▶ _Description of the task_:
Starting with the line that contains "You are given a photograph. For the woman" and going on through the last of the rows, rewrite the lines with "shirt" substituted for "blouse" and everything else unchanged. Give only those lines.

▶ _Exercise material_:
>> START
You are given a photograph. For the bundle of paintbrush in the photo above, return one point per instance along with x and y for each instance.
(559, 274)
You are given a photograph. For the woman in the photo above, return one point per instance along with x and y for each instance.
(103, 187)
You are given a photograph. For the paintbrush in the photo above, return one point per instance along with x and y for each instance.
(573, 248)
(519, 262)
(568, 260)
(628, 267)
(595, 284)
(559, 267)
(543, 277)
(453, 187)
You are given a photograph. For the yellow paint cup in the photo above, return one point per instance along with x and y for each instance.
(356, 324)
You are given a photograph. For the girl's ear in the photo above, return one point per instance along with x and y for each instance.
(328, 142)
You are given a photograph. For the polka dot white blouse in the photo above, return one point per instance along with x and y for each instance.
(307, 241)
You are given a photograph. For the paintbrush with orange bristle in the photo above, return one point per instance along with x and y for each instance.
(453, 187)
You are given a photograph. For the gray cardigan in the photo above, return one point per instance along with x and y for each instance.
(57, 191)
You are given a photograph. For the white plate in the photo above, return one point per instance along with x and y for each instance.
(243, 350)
>> END
▶ _The reply_:
You are given a photograph. For the woman in the photo above, return one point per instance along with x and y for each instance.
(103, 187)
You are given a photograph. For the paintbrush in the photo above, return one point per instance along with x and y for each instance.
(573, 248)
(519, 262)
(568, 260)
(628, 267)
(595, 284)
(559, 267)
(543, 277)
(453, 187)
You are given a photograph. For the yellow paint cup in the photo above, return one point per instance along with x and y for each instance.
(356, 324)
You are given a photograph. For the girl's ear in the photo above, return one point per instance along with x and y for each instance.
(328, 142)
You are given a photograph. For the polka dot white shirt in the photo above, return one point per instance along with x and y for each instance.
(307, 241)
You are given a photograph. For the paintbrush with orange bristle in the photo above, return one point per instance along with x and y for each instance.
(453, 187)
You are given a photograph. For the gray cardigan in the photo above, return one point per instance along with x and y for each instance.
(57, 191)
You are given a photograph. For the white plate in the photo above, return one point per instance along with x and y for each instance.
(243, 350)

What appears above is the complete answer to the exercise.